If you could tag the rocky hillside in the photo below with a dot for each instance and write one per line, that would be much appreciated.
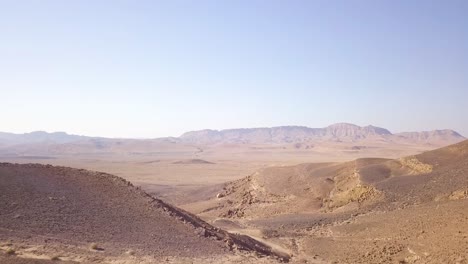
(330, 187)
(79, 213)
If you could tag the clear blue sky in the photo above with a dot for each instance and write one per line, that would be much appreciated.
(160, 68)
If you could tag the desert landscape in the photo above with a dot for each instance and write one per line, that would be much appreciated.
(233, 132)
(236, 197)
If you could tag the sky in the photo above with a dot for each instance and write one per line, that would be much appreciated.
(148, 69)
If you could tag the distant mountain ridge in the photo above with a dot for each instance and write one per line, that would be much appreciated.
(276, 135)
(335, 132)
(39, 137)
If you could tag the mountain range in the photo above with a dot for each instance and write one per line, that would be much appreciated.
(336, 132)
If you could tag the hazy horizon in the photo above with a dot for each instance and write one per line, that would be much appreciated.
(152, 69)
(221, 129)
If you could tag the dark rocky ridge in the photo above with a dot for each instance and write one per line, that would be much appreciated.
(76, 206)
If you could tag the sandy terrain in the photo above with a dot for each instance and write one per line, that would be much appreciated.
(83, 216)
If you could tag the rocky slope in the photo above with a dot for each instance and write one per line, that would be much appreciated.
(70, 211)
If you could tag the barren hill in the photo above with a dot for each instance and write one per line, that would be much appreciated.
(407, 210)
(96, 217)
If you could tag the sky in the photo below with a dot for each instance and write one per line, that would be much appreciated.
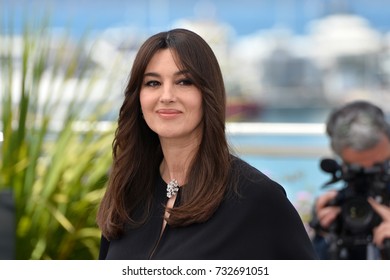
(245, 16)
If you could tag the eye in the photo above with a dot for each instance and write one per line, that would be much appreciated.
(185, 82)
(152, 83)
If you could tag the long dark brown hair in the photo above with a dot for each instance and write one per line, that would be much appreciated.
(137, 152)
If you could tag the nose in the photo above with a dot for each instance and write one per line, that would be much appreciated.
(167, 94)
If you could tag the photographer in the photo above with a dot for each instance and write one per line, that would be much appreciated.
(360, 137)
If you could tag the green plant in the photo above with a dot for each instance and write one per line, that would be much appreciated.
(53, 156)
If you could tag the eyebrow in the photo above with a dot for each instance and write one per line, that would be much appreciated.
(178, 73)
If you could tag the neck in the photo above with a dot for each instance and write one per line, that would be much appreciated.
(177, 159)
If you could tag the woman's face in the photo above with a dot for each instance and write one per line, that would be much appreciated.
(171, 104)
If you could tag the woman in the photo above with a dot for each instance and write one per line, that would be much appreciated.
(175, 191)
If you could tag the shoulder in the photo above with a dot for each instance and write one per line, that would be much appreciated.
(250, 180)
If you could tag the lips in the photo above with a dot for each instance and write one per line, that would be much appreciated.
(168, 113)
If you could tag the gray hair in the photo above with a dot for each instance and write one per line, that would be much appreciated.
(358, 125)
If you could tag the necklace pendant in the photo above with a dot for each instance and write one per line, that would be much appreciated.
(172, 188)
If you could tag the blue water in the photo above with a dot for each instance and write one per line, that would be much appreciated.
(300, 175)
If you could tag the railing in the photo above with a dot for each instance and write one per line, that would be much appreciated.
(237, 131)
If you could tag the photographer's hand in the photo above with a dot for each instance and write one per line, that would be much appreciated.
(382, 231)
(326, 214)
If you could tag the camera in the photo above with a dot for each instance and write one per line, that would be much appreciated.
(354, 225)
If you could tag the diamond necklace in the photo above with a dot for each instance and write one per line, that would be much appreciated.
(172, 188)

> _Given problem_: Omit the pictures. Transcribe every record exactly.

> _Task result_:
If you could tag the rocky hillside in the photo below with a dot for each instance and write one per line, that would be much appreciated.
(330, 187)
(79, 213)
If you could tag the clear blue sky in the photo above with a dot for each instance and write one per line, that would be much appreciated.
(160, 68)
If you could tag the desert landscape in the photo above with a dot for each instance and write one per line, that would be much appreciated.
(233, 132)
(236, 197)
If you could tag the sky in the photo above with a dot for each instance and write one per line, that would be much appreciated.
(148, 69)
If you could tag the distant mountain ridge in the photo above with a dot for each instance and write one per line, that would be much appreciated.
(276, 135)
(335, 132)
(39, 137)
If you could tag the mountain range in the photo above with a dot for each instance and write one per line, that would be much appreciated.
(336, 132)
If you could tag the hazy horizon in the photo above with a dot for each instance and write one per line, that would be much appreciated.
(152, 69)
(221, 129)
If you could tag the dark rocky ridge in the photo above with a dot for each instance and write one per line, that would be much appreciated.
(76, 206)
If you could tag the sandy terrain in the photo above with a dot for each instance and write one per line, that would be much appreciated.
(83, 216)
If you could tag the rocky slope in the photo above with a dot for each instance and write one per line, that would be much appreciated.
(70, 211)
If you could tag the barren hill in the photo above with a dot for each instance and write one per line, that would be much appreciated.
(407, 210)
(96, 217)
If you could tag the sky in the photo below with a dot for each instance and write one per line, that would be much appreciated.
(245, 16)
If you could tag the eye in the photo above with a dot for each instance and write one per line, that would be much appreciated.
(185, 82)
(152, 83)
If you could tag the long dark brown hair in the photo above with a dot for each instance and write one per line, that would be much appreciated.
(137, 152)
If you could tag the nose in the photo above with a dot for each instance and write one per line, that would be much appreciated.
(167, 94)
If you could tag the photographer in the photo above with a dot for each instance and write one per line, that would be much appreciated.
(360, 137)
If you could tag the green plant in the photo above with a dot for each instance and write one per line, that would be much appreciated.
(53, 156)
If you could tag the eyebrow in the photo above with a dot for each instance and write one per line, that would be much appreciated.
(178, 73)
If you could tag the neck in the photo above with a dot for each instance and write one per line, that would be much appreciated.
(177, 159)
If you could tag the woman's face in the photo above with a dot for each instance and write one per line, that would be much appreciated.
(171, 104)
If you could tag the woman in the photo above with a dot for each instance and write one per line, that would be much appreciated.
(175, 191)
If you could tag the shoulder in the photo above with a dot for each instance and write one per line, that would be much appreciated.
(250, 180)
If you could tag the lips in the photo above with a dot for each instance and write one per line, that would be much appreciated.
(168, 113)
If you could tag the gray hair in the photo above with a dot for each instance and write one per line, that would be much appreciated.
(358, 125)
If you could tag the necklace pendant in the photo above with a dot for each instance and write one per line, that would be much appreciated.
(172, 188)
If you could tag the blue water in the photo above with a dot for each instance and write one per line, that would be much appreciated.
(300, 175)
If you could tag the railing in the photo above with a dot for each instance and write one per line, that would be much appreciated.
(237, 131)
If you could tag the photographer's hand in the photo above with a dot for each instance and write one per line, that would be much appreciated.
(382, 231)
(326, 214)
If you could tag the camera in the photo above with a dot for each instance and write one per line, that would be much appreciated.
(354, 225)
If you could tag the diamond necklace in the photo above with a dot for each instance and write one per line, that would be much appreciated.
(172, 188)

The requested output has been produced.